Entries taken from a collection:
· · · ·

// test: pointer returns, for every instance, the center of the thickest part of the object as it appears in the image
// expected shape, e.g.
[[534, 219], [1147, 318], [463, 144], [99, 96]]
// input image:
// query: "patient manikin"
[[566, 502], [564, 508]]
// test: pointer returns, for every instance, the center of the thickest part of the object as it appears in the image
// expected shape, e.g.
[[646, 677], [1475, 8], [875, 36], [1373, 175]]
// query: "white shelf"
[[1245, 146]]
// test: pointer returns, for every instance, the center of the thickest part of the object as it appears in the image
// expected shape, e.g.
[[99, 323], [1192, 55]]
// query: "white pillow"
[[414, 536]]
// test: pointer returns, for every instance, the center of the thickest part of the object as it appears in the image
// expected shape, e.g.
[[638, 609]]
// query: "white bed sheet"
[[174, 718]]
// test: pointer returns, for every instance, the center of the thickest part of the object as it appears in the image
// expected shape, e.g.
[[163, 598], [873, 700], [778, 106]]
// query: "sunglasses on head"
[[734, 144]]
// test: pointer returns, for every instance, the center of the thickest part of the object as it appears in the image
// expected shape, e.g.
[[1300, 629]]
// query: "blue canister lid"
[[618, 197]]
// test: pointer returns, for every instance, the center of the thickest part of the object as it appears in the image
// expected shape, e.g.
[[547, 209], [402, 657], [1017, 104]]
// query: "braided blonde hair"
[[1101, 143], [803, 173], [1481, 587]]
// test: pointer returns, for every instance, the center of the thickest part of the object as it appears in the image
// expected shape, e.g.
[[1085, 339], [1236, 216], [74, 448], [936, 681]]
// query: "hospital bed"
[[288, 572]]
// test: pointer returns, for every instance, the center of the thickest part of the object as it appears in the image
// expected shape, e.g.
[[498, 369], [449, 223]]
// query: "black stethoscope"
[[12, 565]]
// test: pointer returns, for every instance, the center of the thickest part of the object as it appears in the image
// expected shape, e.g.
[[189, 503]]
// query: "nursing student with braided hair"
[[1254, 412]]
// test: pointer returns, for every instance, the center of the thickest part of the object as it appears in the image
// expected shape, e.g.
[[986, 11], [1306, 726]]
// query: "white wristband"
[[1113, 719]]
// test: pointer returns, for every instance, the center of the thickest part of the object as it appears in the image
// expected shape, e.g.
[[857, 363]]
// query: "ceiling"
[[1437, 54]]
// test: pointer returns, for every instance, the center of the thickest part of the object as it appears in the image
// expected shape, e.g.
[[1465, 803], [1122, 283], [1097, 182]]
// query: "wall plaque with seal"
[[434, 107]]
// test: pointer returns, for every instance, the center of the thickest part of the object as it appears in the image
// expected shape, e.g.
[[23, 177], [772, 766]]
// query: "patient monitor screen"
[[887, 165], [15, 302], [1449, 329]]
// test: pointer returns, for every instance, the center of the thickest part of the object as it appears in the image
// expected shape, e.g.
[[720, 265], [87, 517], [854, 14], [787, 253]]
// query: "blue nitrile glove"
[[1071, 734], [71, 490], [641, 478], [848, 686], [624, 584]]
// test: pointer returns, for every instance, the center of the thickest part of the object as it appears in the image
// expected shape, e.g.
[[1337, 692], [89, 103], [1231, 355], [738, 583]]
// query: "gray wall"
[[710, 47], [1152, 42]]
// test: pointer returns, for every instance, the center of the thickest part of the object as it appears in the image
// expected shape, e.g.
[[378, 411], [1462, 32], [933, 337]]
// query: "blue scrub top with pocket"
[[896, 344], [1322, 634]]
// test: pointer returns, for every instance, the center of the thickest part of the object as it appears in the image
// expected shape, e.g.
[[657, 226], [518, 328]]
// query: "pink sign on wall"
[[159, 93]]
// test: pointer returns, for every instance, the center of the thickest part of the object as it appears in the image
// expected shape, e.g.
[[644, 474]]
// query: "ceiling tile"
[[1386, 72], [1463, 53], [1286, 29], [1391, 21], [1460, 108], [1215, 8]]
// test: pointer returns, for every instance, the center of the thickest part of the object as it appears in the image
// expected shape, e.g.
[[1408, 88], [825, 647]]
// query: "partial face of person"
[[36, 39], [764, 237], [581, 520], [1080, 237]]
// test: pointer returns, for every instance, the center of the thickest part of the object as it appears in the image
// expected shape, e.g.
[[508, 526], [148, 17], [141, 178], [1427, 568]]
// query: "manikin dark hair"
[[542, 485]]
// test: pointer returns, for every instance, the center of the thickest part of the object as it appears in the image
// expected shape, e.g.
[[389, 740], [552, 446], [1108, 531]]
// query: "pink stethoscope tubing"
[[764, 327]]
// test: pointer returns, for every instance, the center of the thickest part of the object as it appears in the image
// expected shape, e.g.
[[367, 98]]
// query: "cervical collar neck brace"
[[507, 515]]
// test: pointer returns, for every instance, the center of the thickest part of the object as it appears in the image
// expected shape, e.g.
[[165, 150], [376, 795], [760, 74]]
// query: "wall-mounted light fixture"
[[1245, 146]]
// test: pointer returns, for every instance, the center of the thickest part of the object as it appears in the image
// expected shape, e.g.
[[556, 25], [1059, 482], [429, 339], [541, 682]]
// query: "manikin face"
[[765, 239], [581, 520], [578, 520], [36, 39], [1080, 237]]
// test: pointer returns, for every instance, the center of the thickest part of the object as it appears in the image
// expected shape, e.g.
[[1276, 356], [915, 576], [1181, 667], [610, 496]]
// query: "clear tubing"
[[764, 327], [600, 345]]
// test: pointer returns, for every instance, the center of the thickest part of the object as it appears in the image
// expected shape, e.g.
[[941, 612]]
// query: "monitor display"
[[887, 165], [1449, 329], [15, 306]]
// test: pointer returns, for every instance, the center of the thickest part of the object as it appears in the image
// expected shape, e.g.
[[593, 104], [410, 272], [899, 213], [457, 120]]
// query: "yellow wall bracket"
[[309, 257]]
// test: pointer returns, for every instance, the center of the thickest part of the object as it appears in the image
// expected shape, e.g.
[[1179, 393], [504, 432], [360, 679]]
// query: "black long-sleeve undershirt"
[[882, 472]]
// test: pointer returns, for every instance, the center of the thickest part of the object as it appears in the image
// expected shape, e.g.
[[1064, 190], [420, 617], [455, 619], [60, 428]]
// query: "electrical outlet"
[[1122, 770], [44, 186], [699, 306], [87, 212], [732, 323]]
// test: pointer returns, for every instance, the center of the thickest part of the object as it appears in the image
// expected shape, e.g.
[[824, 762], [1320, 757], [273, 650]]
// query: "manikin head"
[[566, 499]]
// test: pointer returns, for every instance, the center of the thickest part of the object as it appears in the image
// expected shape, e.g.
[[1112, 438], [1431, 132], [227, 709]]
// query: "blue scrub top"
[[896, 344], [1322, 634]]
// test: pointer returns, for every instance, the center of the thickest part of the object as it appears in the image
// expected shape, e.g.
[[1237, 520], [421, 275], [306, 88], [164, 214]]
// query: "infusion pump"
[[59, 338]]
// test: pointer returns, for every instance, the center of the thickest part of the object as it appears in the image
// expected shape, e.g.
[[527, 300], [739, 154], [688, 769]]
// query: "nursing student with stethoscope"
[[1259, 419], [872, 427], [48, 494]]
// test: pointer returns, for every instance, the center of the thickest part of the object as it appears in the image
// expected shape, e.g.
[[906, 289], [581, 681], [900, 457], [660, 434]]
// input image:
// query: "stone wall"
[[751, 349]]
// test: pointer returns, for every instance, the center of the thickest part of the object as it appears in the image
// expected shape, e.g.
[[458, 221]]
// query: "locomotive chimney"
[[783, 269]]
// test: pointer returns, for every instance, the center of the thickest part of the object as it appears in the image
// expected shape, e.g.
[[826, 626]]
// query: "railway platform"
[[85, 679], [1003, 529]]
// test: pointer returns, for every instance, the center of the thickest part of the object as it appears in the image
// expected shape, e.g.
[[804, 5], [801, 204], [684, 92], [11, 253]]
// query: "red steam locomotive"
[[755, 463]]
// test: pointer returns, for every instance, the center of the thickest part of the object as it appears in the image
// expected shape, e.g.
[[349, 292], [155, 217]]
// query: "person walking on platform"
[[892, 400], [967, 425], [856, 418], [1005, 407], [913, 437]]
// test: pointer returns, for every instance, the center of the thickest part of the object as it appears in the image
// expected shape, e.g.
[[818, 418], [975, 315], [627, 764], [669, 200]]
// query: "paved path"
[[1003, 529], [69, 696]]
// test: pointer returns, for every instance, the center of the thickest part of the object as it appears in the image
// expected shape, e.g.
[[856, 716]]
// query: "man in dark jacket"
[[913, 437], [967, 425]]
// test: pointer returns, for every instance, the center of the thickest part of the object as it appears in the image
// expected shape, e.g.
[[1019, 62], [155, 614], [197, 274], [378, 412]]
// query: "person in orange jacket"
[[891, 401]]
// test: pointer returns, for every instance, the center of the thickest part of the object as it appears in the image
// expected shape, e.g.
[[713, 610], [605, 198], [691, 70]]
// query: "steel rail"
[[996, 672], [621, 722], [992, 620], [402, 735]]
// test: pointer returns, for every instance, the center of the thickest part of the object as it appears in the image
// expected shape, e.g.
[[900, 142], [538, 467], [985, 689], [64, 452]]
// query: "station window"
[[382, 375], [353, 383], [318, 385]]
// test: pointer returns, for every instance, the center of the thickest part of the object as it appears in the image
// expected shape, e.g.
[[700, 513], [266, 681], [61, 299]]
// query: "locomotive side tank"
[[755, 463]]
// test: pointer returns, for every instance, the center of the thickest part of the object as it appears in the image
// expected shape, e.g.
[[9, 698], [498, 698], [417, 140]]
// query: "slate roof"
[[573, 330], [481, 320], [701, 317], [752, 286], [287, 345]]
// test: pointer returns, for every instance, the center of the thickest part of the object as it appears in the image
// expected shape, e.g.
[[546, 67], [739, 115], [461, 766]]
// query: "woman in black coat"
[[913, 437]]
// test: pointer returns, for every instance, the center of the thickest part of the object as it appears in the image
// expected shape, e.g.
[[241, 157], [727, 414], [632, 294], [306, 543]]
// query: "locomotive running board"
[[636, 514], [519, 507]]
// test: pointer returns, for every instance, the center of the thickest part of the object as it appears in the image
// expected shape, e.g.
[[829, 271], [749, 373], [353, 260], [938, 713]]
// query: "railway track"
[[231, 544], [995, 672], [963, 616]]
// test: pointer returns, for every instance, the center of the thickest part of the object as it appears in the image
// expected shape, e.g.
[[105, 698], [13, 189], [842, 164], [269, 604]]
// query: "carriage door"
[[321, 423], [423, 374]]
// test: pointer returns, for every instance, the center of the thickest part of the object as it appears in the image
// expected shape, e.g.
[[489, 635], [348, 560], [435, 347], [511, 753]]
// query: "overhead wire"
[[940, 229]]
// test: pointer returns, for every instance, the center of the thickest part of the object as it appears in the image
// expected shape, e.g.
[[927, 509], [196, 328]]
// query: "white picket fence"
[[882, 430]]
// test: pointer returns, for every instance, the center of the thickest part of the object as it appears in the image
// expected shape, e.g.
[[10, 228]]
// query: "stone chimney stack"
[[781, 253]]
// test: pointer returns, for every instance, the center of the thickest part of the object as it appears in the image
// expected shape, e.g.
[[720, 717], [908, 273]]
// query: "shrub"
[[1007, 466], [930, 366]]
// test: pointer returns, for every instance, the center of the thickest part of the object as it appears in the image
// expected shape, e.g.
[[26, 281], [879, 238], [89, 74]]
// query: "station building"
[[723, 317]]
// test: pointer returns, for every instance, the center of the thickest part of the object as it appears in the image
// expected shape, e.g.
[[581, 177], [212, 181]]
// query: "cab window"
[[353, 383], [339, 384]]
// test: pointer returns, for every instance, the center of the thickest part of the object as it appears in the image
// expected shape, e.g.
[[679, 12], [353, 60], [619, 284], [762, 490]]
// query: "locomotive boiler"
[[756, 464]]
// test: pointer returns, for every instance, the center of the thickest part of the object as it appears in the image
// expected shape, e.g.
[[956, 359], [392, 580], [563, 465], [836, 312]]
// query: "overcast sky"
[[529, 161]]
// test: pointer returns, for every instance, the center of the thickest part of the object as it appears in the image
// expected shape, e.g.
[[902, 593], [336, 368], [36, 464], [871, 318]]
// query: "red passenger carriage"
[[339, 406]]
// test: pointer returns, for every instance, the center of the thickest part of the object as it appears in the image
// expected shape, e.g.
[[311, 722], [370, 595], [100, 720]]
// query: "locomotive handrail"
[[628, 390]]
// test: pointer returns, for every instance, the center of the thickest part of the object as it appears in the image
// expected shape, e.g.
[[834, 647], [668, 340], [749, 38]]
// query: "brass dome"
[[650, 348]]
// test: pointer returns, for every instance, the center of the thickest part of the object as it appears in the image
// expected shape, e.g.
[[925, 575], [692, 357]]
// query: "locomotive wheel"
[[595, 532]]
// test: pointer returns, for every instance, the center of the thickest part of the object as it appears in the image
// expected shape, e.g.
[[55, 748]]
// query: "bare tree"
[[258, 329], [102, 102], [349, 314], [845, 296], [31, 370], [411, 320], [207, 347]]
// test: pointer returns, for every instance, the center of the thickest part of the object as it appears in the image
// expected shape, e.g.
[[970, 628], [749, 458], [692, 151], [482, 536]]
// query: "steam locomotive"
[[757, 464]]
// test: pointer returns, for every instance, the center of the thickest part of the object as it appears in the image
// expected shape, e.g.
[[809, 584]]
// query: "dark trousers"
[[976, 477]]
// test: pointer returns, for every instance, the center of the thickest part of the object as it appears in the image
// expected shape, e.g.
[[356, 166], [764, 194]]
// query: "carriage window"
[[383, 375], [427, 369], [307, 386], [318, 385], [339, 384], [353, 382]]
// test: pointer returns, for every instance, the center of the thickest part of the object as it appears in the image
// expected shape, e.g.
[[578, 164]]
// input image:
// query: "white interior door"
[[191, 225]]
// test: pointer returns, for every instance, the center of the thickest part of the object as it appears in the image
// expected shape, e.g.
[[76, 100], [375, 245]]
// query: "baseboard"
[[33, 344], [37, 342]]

· · · ·

Written problem: Output, unchanged, the stretch of the listing from its first line through the line containing "[[734, 144]]", with both ends included.

Answer:
// test: pointer returns, for every instance, the center of the thickest part of the object as it appears in the image
// expected shape, e.g.
[[534, 219], [1147, 318], [463, 144], [99, 96]]
// input image:
// query: "patient manikin"
[[566, 502], [564, 508]]
// test: pointer returns, for every instance, the center of the thickest part of the object as it appears in the image
// expected shape, e.g.
[[646, 677], [1475, 8], [875, 36], [1373, 175]]
// query: "white shelf"
[[1245, 146]]
// test: pointer returns, for every instance, the center of the thickest part of the object as it appears in the image
// expected shape, e.g.
[[99, 323], [1192, 55]]
// query: "white pillow"
[[414, 536]]
// test: pointer returns, for every instance, the center of the thickest part of the object as it appears in the image
// expected shape, e.g.
[[638, 609]]
// query: "white bed sheet"
[[174, 718]]
// test: pointer returns, for every instance, the center of the thickest part of the object as it appears in the image
// expected shape, e.g.
[[163, 598], [873, 700], [778, 106]]
// query: "sunglasses on head"
[[734, 144]]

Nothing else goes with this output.